=== Objective ===
Copy the entries below verbatim, starting at the line containing "Mark each instance of the green shirt" and ending at the line containing "x=319 y=333", with both of those lines included.

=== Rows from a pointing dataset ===
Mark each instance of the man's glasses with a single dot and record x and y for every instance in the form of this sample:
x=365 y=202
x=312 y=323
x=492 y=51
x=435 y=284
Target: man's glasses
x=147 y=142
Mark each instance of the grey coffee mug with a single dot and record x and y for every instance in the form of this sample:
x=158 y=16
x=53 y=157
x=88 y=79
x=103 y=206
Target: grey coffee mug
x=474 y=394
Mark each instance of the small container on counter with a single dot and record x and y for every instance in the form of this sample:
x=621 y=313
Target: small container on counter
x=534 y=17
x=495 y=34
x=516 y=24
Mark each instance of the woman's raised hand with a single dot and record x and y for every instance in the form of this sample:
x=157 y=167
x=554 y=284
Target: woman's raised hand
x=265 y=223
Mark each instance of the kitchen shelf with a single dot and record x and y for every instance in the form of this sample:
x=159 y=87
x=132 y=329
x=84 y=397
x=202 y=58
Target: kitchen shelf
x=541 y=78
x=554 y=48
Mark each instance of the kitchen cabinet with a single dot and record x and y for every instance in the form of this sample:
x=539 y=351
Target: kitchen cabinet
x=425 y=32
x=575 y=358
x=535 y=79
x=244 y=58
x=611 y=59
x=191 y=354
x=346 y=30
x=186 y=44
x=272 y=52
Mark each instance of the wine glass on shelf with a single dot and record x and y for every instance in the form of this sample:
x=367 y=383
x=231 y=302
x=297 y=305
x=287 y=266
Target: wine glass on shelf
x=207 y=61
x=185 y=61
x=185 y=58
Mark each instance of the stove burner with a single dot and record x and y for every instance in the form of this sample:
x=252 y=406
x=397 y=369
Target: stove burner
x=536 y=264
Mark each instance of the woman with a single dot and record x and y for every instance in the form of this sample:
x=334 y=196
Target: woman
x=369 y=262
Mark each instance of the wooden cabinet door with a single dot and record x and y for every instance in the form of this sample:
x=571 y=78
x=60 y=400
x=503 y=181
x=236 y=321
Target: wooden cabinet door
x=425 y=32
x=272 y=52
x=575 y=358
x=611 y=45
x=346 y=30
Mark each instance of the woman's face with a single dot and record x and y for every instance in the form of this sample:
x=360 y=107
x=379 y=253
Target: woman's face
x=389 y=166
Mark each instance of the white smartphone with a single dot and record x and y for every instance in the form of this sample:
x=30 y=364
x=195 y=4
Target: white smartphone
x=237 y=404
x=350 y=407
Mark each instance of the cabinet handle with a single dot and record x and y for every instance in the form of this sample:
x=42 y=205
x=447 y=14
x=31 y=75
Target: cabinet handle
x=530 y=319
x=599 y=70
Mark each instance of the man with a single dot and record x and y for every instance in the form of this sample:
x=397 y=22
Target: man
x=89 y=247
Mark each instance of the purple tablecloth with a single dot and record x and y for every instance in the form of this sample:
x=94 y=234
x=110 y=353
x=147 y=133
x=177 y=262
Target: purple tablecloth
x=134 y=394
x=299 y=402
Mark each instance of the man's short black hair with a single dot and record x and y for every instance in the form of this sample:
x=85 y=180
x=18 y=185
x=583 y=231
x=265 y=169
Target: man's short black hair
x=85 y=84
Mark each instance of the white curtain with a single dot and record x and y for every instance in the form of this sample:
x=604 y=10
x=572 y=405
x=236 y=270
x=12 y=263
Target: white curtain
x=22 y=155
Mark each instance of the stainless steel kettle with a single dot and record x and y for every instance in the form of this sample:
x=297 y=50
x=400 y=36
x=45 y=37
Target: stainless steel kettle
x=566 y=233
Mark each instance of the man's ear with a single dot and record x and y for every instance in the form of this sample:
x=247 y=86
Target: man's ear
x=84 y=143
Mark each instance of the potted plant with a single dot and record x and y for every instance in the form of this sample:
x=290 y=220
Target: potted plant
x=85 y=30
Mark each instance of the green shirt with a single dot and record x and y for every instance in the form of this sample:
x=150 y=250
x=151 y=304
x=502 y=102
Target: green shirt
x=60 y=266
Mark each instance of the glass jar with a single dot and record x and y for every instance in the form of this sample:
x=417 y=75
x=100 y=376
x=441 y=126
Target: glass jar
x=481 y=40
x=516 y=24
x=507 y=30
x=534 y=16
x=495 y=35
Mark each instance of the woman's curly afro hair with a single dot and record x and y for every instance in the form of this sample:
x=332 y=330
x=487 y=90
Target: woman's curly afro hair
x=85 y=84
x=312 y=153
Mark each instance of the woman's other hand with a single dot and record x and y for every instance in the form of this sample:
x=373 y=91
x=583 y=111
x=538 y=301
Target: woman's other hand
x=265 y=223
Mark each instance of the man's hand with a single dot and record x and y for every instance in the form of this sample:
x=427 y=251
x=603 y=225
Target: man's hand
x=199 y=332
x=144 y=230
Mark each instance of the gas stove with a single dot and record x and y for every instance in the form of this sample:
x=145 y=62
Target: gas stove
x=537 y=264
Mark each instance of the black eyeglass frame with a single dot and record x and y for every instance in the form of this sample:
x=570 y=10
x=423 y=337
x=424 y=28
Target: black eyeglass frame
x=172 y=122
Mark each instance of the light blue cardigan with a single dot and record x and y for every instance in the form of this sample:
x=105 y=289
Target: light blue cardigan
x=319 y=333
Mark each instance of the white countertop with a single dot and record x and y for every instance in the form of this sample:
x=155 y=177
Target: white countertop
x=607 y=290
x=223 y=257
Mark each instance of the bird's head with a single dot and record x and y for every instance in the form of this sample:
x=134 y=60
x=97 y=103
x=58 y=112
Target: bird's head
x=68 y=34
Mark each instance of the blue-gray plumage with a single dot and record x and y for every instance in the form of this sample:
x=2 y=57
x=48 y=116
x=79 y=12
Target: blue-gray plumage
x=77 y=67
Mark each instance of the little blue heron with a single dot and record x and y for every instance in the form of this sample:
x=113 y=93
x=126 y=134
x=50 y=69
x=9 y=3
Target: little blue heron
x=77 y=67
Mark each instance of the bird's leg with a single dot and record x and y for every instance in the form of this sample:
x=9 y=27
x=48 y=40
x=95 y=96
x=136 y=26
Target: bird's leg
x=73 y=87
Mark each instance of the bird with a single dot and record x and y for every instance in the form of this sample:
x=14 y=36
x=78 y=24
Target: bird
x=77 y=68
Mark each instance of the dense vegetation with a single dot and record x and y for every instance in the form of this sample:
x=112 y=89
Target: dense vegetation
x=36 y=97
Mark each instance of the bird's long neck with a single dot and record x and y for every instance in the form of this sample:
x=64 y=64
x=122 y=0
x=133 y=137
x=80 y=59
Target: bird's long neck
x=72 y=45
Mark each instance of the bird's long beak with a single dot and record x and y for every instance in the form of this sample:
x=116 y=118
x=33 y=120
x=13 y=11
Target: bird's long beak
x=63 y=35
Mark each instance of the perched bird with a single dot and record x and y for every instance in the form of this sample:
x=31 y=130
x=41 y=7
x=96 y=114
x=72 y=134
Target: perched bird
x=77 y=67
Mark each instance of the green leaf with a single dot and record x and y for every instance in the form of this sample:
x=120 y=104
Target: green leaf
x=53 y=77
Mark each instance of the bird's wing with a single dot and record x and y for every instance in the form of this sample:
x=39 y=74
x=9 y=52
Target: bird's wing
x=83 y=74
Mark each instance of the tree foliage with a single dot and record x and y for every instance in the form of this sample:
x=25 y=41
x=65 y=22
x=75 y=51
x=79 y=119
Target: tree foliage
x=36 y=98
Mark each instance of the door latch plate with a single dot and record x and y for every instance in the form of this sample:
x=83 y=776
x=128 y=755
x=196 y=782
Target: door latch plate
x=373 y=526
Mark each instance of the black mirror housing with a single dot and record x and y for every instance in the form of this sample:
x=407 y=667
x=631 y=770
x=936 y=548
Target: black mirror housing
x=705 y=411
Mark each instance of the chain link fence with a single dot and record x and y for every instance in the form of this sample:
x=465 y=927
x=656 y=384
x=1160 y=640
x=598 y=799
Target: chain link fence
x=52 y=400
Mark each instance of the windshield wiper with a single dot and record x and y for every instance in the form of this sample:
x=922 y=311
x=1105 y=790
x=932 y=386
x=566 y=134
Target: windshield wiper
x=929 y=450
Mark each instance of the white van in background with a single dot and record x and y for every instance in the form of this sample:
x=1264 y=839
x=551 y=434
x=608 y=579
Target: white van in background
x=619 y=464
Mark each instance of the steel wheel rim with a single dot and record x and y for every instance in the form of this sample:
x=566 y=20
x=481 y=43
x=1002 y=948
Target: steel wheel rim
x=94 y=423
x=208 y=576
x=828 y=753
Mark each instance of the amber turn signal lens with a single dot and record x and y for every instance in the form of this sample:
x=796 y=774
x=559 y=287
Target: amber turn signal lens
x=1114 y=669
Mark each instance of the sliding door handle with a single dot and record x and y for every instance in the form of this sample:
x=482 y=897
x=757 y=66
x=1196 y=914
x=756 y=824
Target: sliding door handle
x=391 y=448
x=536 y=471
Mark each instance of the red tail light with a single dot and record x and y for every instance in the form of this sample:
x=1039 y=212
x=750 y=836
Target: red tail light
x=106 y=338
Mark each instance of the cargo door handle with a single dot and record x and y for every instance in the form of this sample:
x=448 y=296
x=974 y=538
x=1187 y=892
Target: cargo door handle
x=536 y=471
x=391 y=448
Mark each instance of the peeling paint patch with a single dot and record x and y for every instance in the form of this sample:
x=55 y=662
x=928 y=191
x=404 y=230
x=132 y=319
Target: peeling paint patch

=== Exercise response ===
Mark each instance of the green shirt with a single dot and record x and y for every instance in the form of this sample:
x=150 y=250
x=151 y=304
x=502 y=102
Target: green shirt
x=60 y=266
Mark each instance of the glass jar with a single dot and record x and y for every instance in the form of this sample:
x=417 y=75
x=100 y=376
x=441 y=126
Target: glass jar
x=481 y=40
x=516 y=24
x=507 y=30
x=534 y=16
x=495 y=35
Mark each instance of the woman's curly afro hair with a single dot and record x and y for every instance in the form of this sample:
x=332 y=330
x=487 y=90
Target: woman's curly afro hair
x=85 y=84
x=312 y=153
Mark each instance of the woman's other hand with a single dot and record x and y for every instance in the form of this sample:
x=373 y=91
x=583 y=111
x=538 y=301
Target: woman's other hand
x=265 y=223
Mark each instance of the man's hand with a single dot and record x and y for every instance in the form of this sample:
x=427 y=251
x=603 y=225
Target: man's hand
x=199 y=332
x=144 y=230
Mark each instance of the gas stove with a single dot and record x and y for every instance in the form of this sample:
x=145 y=62
Target: gas stove
x=537 y=264
Mark each instance of the black eyeglass frame with a single dot and record x and y for every instance in the form of this sample:
x=570 y=10
x=423 y=337
x=424 y=28
Target: black eyeglass frame
x=172 y=122
Mark each instance of the light blue cardigan with a single dot and record x and y for every instance in the form of this sample:
x=105 y=289
Target: light blue cardigan
x=319 y=333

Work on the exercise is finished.